## Problem to solve
Rewrite the rows starting with the line that contains "point_to(query) locates a point on each instance of the ant body" and going on through the line that contains "(1115, 380)", keeping the requests as they are but scaling each answer coordinate by 2.3 and rounding to the nearest whole number, with halves rounded up.

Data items
>>>

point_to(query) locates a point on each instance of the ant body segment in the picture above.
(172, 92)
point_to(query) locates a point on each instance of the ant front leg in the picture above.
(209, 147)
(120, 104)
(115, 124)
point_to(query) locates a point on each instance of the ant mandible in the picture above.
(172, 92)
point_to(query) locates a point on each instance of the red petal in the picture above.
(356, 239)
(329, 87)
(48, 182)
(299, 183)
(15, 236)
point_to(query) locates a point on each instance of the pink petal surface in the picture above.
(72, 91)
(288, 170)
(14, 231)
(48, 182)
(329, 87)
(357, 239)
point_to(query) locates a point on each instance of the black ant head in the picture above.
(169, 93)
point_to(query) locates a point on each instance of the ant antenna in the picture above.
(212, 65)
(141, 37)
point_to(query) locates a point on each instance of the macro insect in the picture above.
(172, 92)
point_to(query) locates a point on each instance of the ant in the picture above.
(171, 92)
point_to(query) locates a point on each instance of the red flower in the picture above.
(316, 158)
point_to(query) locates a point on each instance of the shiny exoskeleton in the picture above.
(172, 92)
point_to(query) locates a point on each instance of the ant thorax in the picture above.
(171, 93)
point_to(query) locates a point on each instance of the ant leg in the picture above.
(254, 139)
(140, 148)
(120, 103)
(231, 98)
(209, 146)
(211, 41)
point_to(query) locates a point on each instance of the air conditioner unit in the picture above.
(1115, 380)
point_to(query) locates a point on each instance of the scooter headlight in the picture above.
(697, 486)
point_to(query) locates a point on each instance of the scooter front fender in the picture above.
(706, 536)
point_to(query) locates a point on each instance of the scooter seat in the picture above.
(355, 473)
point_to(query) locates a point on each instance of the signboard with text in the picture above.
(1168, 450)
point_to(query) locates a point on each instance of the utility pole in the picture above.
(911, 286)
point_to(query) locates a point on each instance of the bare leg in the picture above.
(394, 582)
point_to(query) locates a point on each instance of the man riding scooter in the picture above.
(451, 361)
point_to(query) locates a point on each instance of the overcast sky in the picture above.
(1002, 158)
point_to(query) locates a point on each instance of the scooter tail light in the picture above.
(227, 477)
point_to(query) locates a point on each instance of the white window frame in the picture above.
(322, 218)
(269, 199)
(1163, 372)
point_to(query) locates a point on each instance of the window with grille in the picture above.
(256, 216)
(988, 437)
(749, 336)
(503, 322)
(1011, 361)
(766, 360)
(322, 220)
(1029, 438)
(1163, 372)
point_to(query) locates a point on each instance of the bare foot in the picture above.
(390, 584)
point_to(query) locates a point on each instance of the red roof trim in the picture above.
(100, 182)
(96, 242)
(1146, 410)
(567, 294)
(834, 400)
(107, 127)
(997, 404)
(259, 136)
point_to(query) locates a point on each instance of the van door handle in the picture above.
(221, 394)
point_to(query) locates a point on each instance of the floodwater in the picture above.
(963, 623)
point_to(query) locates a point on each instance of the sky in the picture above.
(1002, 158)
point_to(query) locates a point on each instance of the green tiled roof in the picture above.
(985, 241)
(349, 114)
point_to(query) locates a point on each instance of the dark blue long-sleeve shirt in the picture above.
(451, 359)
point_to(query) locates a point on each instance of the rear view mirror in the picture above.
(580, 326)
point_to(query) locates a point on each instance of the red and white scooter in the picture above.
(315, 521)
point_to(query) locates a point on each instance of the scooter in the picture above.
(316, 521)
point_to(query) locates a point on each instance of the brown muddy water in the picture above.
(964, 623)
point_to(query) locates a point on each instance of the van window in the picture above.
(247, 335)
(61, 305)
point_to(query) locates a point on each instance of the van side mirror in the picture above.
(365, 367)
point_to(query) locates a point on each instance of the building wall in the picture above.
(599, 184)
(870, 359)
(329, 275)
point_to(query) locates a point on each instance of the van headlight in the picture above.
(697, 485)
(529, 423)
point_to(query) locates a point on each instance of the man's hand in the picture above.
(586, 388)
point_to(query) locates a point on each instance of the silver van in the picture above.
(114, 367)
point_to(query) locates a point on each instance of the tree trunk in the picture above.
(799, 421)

<<<
>>>

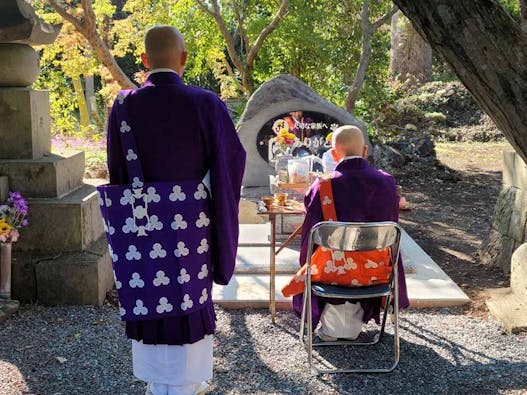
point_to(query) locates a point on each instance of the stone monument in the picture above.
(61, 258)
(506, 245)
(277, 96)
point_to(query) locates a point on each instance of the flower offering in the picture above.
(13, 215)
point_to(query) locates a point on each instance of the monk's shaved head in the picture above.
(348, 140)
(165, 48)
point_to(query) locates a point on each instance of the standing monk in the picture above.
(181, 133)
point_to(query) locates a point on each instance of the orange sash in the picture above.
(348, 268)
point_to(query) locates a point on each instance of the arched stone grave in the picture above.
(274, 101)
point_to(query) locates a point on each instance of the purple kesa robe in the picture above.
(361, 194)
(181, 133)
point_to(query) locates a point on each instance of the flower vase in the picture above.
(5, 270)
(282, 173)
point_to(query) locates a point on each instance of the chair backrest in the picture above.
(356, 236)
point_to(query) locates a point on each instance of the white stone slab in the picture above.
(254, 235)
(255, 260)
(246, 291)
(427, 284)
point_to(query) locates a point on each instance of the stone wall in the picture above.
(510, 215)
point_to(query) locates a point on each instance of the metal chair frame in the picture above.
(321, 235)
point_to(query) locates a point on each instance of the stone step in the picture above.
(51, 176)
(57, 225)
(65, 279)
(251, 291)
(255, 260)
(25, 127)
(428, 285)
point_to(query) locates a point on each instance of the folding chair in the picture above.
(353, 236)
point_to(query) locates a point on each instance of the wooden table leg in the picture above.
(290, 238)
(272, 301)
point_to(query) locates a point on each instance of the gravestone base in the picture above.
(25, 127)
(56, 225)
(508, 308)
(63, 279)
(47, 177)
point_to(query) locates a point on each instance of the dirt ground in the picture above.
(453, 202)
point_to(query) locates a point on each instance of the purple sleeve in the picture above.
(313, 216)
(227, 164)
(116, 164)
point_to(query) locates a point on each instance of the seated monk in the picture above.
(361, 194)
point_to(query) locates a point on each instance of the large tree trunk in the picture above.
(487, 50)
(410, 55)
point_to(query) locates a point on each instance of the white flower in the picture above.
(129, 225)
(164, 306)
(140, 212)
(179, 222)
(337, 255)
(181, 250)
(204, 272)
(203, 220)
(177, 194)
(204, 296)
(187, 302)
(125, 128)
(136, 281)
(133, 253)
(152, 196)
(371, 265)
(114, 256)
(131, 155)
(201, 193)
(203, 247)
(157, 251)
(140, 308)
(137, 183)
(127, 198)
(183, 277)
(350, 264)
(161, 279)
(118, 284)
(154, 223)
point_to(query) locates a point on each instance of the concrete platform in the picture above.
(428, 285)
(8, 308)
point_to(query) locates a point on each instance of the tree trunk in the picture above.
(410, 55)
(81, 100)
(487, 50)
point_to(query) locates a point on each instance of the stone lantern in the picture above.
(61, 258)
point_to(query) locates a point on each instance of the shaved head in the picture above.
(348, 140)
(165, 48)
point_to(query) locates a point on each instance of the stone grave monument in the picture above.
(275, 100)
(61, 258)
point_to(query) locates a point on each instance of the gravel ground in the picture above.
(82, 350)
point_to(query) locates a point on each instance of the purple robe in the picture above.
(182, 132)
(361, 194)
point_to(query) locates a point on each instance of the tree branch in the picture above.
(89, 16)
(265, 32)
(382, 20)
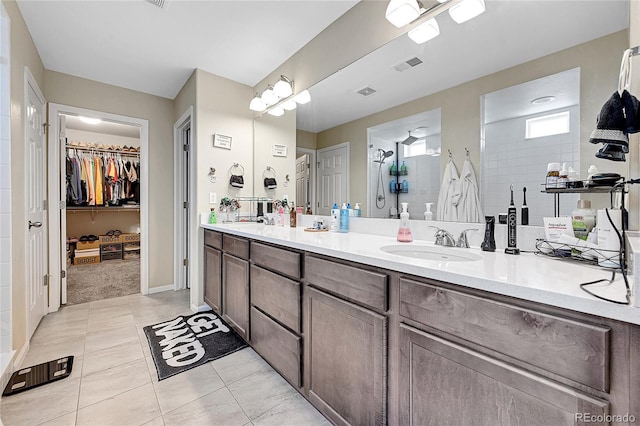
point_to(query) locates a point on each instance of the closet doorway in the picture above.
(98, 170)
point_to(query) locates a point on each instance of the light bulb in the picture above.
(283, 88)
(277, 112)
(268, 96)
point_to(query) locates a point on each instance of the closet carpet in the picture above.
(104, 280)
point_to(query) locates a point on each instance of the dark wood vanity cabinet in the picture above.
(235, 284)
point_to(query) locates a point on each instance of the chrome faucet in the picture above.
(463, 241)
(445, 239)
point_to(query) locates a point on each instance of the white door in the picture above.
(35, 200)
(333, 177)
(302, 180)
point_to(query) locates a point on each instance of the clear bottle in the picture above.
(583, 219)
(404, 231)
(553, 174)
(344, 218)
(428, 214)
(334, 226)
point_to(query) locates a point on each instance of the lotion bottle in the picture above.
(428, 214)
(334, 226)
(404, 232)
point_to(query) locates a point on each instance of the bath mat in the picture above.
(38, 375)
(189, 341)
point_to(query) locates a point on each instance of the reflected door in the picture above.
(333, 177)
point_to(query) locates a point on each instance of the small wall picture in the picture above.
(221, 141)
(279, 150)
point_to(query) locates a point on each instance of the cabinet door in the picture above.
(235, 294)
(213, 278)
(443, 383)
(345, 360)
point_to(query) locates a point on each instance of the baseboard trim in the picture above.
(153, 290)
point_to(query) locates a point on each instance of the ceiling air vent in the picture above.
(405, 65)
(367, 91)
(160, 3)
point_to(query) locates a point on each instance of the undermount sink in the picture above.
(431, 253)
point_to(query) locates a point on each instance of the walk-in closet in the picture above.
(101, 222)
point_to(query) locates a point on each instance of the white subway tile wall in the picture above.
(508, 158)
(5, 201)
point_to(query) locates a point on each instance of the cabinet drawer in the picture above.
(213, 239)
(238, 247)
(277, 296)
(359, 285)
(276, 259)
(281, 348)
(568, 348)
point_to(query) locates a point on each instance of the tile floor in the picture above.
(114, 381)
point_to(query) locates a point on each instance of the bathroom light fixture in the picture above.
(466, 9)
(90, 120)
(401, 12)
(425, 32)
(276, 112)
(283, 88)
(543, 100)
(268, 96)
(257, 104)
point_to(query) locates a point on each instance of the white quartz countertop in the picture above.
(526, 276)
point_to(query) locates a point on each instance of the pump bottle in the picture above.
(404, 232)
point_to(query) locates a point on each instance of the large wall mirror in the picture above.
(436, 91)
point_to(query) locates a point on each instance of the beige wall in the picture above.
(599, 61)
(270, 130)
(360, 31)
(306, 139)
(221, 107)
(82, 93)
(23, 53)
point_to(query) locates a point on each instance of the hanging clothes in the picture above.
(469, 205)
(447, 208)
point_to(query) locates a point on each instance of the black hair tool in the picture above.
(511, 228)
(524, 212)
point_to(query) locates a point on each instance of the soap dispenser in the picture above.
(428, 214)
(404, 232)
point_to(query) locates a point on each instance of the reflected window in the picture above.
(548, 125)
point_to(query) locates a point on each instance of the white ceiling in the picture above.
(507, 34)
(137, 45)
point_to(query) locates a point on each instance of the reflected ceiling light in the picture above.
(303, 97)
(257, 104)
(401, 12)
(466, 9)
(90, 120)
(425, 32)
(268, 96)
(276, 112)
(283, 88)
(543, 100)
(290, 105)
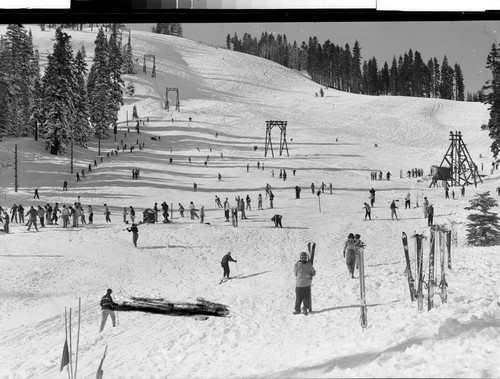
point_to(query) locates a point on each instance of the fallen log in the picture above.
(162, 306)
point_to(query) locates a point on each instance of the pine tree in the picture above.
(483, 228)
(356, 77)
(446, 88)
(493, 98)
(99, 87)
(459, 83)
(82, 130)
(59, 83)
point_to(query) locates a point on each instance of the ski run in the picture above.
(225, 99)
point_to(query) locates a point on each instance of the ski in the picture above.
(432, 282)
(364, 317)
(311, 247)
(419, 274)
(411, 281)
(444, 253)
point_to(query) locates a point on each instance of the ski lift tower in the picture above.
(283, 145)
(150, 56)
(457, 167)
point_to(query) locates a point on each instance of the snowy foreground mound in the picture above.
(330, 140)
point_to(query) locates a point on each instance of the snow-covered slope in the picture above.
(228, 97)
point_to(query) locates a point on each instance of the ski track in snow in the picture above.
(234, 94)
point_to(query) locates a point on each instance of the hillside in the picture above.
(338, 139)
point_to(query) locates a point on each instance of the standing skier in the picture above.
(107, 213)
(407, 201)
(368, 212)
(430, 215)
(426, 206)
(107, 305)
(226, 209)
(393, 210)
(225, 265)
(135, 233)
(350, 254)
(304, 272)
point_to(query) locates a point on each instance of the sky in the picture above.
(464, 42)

<<<
>>>

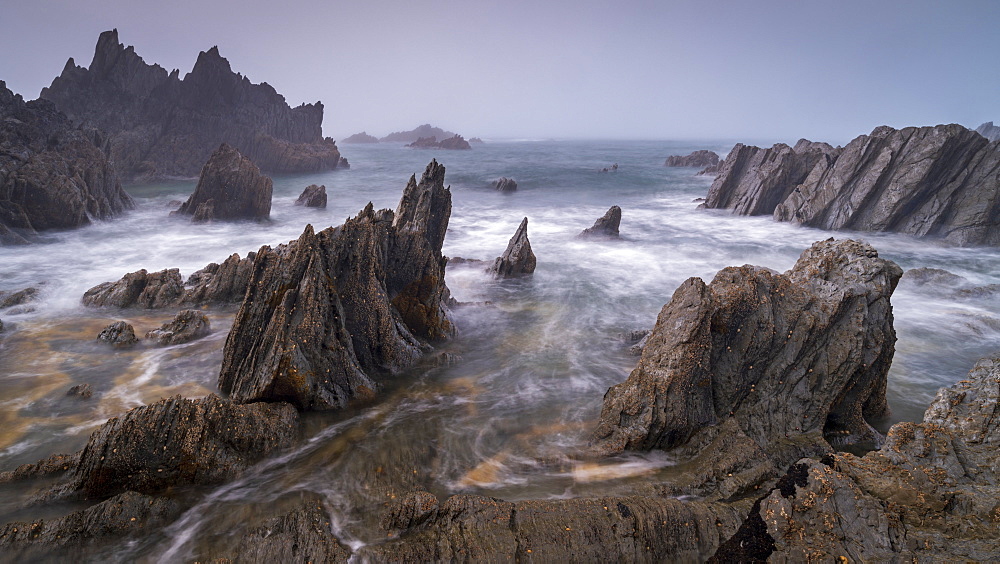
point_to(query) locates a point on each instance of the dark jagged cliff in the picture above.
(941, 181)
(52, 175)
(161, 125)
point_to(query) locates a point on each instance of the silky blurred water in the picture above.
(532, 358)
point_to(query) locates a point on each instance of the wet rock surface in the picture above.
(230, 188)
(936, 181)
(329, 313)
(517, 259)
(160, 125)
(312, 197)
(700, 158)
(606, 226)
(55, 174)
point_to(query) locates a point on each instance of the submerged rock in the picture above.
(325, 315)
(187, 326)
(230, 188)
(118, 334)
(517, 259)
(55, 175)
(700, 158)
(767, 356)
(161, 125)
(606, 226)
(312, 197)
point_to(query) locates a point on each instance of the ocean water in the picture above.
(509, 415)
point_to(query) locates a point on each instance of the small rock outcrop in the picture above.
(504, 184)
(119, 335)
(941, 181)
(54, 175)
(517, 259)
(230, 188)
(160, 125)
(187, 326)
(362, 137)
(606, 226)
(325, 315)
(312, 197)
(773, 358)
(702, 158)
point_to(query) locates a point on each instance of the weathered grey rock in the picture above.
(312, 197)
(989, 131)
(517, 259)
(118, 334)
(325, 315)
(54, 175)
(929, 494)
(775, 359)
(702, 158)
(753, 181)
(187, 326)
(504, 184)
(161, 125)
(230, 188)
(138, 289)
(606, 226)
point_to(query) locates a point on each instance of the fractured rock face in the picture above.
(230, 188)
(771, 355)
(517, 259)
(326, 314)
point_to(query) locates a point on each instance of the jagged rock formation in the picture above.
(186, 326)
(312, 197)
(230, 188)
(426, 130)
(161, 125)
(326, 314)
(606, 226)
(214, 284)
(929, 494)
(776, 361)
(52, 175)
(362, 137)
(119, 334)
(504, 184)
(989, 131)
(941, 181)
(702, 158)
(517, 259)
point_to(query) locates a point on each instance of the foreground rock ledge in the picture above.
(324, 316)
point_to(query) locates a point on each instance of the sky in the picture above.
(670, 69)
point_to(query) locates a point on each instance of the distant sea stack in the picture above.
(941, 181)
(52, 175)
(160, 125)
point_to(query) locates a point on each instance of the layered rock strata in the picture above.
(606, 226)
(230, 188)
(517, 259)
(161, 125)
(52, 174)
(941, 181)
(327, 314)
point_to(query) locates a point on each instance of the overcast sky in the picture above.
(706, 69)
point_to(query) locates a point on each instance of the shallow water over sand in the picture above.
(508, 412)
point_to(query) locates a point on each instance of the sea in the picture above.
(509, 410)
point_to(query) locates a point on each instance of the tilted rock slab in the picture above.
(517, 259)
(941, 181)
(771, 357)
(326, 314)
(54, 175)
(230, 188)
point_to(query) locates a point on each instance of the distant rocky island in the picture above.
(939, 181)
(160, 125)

<<<

## Complete response
point_to(query) locates a point on each instance of the ant body segment in the picture above.
(396, 212)
point_to(query) locates a point on each instance of the ant front leg in the picture above.
(481, 338)
(276, 239)
(265, 285)
point_to(query) locates a point on each instance of the ant mandible in the picture above.
(396, 212)
point_to(query) locates a point on each instance of the red petal in the picture above.
(819, 550)
(757, 200)
(110, 419)
(688, 421)
(35, 543)
point_to(query) locates a point on each instance of the pink petal surface in the picture above.
(166, 209)
(662, 391)
(32, 531)
(110, 419)
(757, 200)
(821, 550)
point_to(query) locates a point on each instance of the black ant head in the picture above.
(389, 214)
point_to(query) locates a point on each instance of the ant antenna in the picture above.
(488, 150)
(324, 85)
point_to(query) locates a point on each instance of the macro insect in the picture above.
(396, 212)
point_to(query) locates a point on each instance of the ant in the picture above.
(393, 212)
point_to(query) locates a point on each instance of the red flower in the picture above.
(727, 363)
point_to(query) locates a point on each instance of the shiny exoskeleton in the picture above.
(396, 212)
point_to(query) locates a point on each instance of the ant thorax in the picture above.
(393, 214)
point_to(query) locates a point on each instance of the ant leg in the picture above.
(584, 320)
(322, 340)
(276, 237)
(531, 225)
(481, 336)
(485, 94)
point_to(query) locates a point on each instance of the air conditioner unit in the picture above.
(2565, 874)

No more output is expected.